(Data records)
+ + + + +

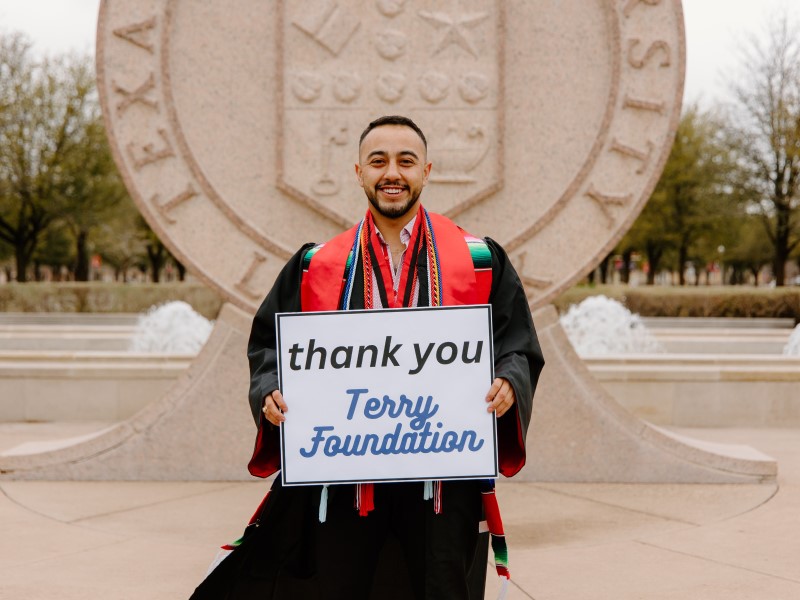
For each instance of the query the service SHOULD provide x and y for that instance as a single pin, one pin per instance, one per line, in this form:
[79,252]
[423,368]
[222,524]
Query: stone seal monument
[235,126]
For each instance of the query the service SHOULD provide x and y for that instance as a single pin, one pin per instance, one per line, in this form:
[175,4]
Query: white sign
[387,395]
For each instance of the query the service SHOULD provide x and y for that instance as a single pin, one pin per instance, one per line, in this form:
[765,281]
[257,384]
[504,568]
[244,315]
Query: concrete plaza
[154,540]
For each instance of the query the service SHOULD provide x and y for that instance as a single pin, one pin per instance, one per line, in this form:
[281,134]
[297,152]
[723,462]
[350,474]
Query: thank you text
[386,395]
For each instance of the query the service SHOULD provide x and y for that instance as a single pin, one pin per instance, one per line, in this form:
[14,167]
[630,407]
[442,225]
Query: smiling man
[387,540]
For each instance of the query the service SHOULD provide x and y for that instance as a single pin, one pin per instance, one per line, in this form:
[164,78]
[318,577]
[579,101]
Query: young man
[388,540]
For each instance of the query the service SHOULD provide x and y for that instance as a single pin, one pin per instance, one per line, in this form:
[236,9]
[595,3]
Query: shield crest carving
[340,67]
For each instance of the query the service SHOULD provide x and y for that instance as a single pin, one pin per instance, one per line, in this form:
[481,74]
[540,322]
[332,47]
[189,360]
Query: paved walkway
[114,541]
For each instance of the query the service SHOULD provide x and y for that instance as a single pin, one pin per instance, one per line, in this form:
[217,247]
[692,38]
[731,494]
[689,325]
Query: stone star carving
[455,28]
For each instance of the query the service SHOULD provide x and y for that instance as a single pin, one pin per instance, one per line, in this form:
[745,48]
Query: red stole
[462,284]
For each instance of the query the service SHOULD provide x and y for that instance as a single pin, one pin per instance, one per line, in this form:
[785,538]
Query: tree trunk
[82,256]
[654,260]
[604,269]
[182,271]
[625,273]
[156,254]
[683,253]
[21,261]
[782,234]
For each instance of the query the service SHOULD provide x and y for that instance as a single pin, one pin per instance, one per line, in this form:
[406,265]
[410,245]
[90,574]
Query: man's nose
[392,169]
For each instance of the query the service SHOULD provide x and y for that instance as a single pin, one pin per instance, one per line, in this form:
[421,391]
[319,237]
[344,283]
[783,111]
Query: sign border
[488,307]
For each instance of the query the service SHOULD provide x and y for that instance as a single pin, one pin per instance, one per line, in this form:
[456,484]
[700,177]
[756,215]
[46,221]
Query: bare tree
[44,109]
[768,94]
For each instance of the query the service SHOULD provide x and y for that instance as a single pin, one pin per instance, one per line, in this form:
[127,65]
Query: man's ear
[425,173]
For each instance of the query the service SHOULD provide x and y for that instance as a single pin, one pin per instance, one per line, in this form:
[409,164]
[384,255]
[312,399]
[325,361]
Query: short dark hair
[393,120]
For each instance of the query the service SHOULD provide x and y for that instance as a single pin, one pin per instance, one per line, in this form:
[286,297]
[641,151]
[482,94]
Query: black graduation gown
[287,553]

+ + + + +

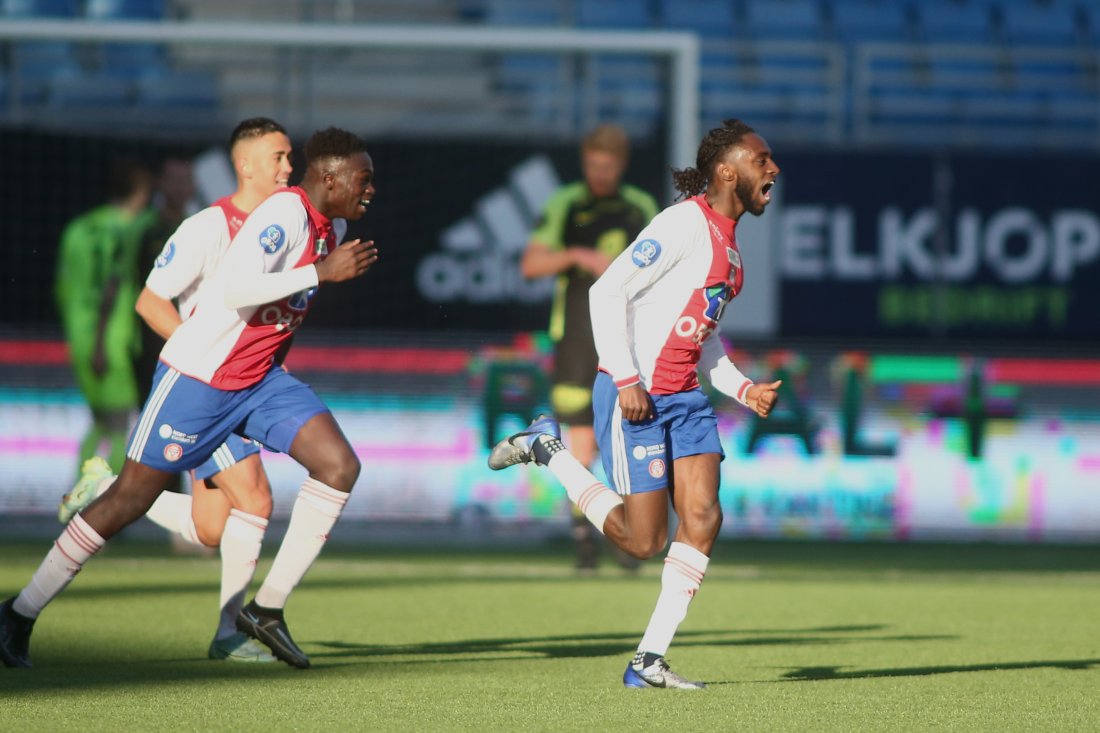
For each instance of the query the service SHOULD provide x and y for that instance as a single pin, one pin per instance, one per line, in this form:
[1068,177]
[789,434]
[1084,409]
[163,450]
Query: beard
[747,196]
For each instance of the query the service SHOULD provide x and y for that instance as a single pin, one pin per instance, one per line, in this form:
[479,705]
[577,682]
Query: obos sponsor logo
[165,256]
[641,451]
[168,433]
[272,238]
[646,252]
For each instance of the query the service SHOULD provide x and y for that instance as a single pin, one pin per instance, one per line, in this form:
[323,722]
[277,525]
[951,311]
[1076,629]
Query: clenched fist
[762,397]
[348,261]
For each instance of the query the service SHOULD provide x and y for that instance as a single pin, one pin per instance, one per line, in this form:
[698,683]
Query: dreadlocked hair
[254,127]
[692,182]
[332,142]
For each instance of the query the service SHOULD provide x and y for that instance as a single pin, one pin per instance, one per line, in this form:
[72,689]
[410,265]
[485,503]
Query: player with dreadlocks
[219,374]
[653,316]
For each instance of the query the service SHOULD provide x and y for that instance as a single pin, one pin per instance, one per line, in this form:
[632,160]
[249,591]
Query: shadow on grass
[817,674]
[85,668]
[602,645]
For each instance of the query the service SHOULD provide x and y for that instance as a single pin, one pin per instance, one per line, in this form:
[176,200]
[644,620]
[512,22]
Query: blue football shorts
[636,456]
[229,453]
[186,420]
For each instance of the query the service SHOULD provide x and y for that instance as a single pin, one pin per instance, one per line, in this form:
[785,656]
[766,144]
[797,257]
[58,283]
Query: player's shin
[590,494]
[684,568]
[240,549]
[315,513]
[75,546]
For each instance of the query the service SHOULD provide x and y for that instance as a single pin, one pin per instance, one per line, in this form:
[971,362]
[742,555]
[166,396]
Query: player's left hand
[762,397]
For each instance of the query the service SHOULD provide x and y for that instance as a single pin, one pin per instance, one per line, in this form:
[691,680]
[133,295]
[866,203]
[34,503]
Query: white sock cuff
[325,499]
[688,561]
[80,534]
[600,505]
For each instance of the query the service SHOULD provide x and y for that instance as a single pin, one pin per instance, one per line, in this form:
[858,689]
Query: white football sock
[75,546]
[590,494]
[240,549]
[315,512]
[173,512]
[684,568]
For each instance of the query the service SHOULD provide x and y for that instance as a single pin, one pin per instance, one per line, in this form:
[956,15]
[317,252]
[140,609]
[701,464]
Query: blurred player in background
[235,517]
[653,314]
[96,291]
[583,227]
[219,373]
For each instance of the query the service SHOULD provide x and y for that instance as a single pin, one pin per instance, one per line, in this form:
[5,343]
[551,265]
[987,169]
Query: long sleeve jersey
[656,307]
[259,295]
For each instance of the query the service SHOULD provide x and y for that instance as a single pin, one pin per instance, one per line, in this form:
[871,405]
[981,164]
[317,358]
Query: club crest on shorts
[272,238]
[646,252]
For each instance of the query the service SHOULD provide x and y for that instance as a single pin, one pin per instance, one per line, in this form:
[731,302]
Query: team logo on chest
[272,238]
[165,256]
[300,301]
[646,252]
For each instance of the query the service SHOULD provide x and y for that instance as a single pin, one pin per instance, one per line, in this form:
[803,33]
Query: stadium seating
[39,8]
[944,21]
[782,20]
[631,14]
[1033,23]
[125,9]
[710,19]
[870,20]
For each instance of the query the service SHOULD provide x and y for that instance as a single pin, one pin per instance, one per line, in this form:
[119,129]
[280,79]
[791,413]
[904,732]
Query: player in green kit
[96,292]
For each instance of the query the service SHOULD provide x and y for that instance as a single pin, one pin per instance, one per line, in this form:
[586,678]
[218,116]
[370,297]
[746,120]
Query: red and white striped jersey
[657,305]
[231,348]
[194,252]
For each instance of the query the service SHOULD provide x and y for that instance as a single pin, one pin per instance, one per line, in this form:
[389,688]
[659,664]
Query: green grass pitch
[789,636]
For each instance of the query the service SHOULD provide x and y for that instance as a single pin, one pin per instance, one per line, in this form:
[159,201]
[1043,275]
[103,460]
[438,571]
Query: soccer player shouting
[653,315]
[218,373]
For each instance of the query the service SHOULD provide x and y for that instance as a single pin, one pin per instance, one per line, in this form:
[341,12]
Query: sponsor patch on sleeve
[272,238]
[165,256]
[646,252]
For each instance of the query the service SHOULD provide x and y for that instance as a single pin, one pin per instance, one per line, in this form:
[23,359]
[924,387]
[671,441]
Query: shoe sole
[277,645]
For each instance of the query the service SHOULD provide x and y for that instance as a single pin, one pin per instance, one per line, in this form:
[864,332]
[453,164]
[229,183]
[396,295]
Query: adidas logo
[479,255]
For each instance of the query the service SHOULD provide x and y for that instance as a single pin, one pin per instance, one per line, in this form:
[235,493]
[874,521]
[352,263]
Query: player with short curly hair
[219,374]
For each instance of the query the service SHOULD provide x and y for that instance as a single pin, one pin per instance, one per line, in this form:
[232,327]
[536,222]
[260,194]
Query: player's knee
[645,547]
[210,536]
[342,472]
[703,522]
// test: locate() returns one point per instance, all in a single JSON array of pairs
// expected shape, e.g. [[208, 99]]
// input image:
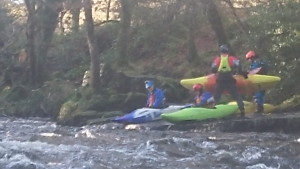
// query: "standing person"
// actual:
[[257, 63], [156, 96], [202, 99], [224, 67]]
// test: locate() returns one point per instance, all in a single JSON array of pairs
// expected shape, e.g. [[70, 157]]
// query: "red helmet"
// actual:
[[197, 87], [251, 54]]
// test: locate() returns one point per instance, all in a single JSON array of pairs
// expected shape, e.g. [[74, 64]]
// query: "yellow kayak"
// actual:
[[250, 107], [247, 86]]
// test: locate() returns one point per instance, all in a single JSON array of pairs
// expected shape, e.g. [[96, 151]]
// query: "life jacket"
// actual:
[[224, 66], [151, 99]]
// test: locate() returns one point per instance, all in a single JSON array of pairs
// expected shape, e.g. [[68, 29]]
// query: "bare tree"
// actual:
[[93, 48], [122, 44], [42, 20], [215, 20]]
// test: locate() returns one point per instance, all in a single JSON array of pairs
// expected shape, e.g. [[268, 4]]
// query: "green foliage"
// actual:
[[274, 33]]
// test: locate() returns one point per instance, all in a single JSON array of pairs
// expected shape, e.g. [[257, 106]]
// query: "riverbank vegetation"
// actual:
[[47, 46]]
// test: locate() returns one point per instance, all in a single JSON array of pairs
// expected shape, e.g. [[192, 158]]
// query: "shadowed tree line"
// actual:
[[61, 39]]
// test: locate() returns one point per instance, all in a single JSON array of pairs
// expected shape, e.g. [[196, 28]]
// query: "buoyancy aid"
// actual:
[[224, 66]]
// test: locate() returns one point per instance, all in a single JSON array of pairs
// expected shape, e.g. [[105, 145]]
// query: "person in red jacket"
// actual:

+ + + + +

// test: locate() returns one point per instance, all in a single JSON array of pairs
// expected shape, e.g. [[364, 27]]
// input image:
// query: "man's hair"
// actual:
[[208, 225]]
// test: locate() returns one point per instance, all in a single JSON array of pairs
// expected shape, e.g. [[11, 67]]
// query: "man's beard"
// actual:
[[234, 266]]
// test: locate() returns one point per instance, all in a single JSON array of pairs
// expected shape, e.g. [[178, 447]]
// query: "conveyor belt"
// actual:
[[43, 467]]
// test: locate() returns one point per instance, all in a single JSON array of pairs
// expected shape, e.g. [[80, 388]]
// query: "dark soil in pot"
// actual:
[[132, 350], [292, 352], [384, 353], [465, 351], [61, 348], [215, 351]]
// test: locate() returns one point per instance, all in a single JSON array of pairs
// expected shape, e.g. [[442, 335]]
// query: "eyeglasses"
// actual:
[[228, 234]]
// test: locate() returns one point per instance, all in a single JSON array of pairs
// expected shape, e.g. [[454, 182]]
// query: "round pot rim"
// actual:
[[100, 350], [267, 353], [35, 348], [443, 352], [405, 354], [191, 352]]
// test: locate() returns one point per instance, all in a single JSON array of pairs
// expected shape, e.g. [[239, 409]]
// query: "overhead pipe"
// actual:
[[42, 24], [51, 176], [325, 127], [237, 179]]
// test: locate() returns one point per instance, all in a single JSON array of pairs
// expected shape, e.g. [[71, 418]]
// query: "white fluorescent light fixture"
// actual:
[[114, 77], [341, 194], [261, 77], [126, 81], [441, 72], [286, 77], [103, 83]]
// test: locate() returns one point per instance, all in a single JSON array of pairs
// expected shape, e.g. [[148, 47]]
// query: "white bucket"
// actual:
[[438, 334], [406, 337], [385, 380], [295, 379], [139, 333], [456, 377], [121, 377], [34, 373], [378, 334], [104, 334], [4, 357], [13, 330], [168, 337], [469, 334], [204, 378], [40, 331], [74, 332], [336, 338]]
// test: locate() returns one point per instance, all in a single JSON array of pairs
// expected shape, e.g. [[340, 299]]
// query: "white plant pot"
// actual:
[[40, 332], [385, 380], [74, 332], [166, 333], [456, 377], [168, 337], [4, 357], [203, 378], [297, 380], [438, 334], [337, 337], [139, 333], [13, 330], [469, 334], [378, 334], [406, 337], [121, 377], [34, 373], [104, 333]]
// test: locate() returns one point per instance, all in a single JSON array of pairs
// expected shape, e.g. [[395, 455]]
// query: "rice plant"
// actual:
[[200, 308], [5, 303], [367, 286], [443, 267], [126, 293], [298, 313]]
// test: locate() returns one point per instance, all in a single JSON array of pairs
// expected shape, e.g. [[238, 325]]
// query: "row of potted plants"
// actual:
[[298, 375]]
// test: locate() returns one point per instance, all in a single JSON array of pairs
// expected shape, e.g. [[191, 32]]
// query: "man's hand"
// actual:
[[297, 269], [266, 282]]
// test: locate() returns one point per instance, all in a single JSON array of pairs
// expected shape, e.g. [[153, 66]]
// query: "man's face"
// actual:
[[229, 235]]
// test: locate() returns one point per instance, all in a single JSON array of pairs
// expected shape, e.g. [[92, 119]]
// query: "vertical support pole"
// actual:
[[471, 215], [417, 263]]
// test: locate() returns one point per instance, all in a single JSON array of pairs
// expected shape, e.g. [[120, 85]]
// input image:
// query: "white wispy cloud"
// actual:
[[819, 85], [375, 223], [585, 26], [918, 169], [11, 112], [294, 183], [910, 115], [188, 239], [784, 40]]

+ + + + +

> **THE TASK**
Scan the data for the string "person" and copy each line in which it occurs.

> **TASK OUTPUT**
// query: "standing person"
// query: "person in red jacket"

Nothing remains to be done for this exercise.